GIVEN TASK A: In the records, switch "jagged" to "craggy" from the line with "Would you be so kind as to mark the wet" up to and including the line with "column 29, row 37", and give back only those lines with nothing else changed.

PAGE EXTRACT:
=-=-=-=-=

Costs Would Increase; Existing Power Plants Would Get Windfall

The state’s electricity shortfall won’t be solved by paying utilities based on how much power they can generate, rather than how much they actually generate, a new Public Citizen report finds.

The report comes as debate rages among regulators and state lawmakers over how to keep the lights on in Texas. Demand for electricity is increasing while new power plant construction is slowing down.

Some want a “capacity market” – one in which power plant owners are paid for being ready to generate electricity. Others prefer to create incentives for reducing electricity consumption. A new study released today by Public Citizen found that the state’s electricity shortfall won’t be solved by a capacity market. Instead, a capacity market would just reward the owners of existing power plants with substantial windfall profits.

“Our study has found that a capacity market takes too long, costs too much and won’t be enough to keep the lights on,” said Tom “Smitty” Smith, director of Public Citizen’s Texas Office. “We’d be better off developing a new market structure that creates incentives for people to use less electricity.”

The debate about whether to pay electric companies for the energy they produce or the capacity to produce energy has occurred in many parts of the country over the past 10 years. The state’s Public Utility Commission (PUC) has been discussing this issue for more than a year and will consider it again on Thursday. It could vote on whether or not to create a capacity market.

To answer the question of whether a capacity market would benefit Texas, energy experts hired by Public Citizen analyzed a capacity market run by PJM, a regional transmission organization that coordinates electricity movement in 13 states and the District of Columbia, which is the market model most similar to the approach the PUC is discussing. Researchers found that replicating the PJM-run capacity market would take until 2015 and would cost between $1.2 billion and $2.3 billion a year.

=-=-=-=-=

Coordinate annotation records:
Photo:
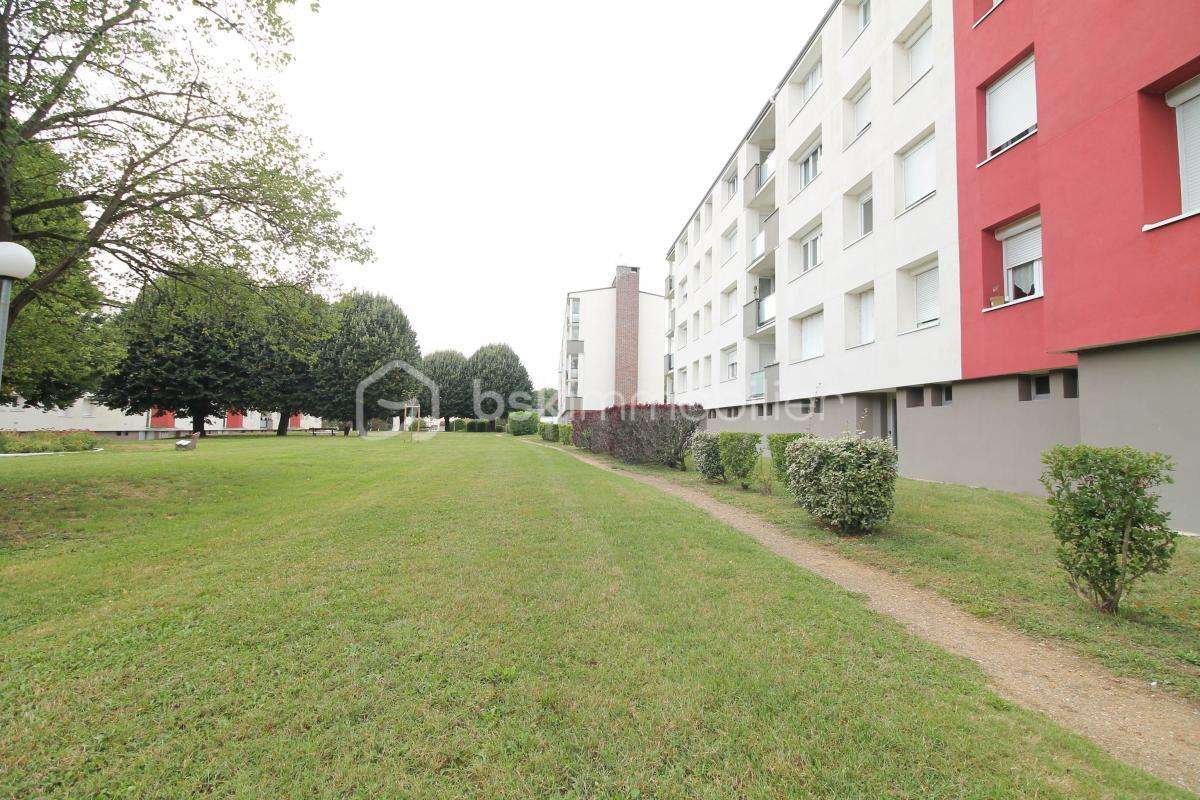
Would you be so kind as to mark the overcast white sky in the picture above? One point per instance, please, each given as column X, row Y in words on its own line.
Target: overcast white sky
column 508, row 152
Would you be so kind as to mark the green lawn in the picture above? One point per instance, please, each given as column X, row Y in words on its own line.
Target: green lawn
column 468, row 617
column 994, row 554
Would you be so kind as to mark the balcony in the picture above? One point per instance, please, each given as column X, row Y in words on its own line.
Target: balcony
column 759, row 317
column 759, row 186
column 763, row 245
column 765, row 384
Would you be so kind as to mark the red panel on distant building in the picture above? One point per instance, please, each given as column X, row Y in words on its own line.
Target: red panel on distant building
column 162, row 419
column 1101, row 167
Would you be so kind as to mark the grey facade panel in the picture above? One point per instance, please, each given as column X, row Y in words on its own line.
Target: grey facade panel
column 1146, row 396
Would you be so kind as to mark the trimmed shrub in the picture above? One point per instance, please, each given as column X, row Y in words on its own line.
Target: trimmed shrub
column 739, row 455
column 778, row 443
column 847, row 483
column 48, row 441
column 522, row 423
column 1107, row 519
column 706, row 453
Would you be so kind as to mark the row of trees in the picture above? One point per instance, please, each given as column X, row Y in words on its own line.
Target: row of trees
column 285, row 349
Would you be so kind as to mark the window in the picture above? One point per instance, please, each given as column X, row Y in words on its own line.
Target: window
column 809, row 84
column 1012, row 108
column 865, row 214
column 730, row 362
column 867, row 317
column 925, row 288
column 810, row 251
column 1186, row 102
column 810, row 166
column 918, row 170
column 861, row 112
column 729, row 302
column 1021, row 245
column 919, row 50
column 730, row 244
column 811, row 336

=-=-=-=-=

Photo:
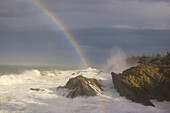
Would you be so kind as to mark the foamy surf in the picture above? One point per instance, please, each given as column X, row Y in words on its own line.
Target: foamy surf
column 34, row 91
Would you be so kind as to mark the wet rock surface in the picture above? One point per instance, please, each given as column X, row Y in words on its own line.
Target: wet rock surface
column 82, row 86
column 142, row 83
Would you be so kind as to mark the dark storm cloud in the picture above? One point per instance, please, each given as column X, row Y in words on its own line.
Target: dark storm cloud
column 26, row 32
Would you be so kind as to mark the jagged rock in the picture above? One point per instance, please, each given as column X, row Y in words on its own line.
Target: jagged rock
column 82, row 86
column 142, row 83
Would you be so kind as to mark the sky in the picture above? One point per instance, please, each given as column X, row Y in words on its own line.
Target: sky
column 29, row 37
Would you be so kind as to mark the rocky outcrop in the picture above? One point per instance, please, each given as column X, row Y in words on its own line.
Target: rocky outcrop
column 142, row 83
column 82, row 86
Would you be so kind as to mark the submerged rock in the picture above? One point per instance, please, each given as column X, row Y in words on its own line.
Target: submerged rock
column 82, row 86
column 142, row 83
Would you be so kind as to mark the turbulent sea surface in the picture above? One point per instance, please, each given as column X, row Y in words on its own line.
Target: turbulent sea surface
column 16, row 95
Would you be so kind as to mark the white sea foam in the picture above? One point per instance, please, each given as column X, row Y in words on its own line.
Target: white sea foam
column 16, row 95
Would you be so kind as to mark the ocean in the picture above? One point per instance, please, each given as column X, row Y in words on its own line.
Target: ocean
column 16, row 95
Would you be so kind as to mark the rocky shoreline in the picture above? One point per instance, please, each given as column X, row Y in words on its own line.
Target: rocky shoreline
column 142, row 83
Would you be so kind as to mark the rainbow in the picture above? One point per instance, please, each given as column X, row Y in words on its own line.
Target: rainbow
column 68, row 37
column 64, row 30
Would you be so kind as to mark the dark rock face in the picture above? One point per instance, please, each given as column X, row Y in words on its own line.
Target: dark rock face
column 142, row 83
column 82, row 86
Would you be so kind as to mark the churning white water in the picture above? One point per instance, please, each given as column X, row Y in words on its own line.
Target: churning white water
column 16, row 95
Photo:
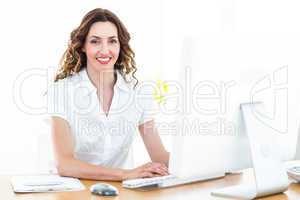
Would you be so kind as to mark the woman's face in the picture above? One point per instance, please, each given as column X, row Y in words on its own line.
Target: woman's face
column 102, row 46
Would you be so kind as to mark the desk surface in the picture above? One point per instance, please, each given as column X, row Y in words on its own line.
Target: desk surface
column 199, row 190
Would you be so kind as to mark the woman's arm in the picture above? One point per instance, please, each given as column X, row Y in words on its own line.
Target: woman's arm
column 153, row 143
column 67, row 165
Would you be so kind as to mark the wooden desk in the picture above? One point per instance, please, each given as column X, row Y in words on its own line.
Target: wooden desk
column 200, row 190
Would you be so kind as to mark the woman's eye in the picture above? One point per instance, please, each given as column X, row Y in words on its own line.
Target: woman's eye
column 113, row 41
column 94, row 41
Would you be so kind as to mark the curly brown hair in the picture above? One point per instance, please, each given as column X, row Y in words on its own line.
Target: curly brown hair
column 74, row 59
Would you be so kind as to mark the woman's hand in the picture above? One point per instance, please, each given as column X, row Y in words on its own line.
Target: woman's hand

=-=-=-=-=

GIVEN TASK B: Continue the piece on the Texas capacity market debate from where it stops.

FINAL RESULT A:
Would you be so kind as to mark the wet rock surface in the picture above? One point per instance, please, each given as column X, row Y in words on its own line.
Target: wet rock surface
column 82, row 86
column 142, row 83
Would you be so kind as to mark the dark storm cloud in the picture above? One point per instance, please, each given as column X, row Y in words on its own line.
Target: dark storm cloud
column 26, row 32
Would you be so kind as to mark the craggy rock in the picture above? One point per instance, please, each given as column X, row Y in words on its own line.
Target: craggy rock
column 82, row 86
column 142, row 83
Would you be so kind as to mark the sky in the picture above? One point per instance, please, each given as column X, row Y in words on its own line.
Target: sky
column 29, row 37

FINAL RESULT B:
In addition, such a market would divert resources from new, more efficient power sources. In the PJM market, $54 billion went to existing power plants while just $4.2 billion went to new resources such as gas, wind and solar.

“Creating a capacity market would take way too long and would cost way too much,” said Anna Sommer, president of Sommer Energy and the report’s principle author. “In addition, it would prop up dirty and inefficient energy plants. A capacity market clearly is not the solution.”

Added David Schissel, president of Schlissel Technical Consulting and a report co-author, “We looked at the other grid operators and their capacity markets and found that in those markets, existing fossil fuel and nuclear plants were the big winners.”

David Power, deputy director for Public Citizen’s Texas office said, “We have been debating this issue for several years. It’s time to act. Even consultants who are recommending a capacity market have concluded that the cheapest, fastest way to keep the lights on is to develop new ways to reduce the demand or the amount of energy we use at peak times when customer demand is highest. The commission can and should develop a one hour ahead demand reduction market.”

This is the first of two studies to be released this week by Public Citizen. The second study will focus on whether a shift to a capacity market would be enough to keep Energy Futures Holdings from slipping into bankruptcy.

The report is available here.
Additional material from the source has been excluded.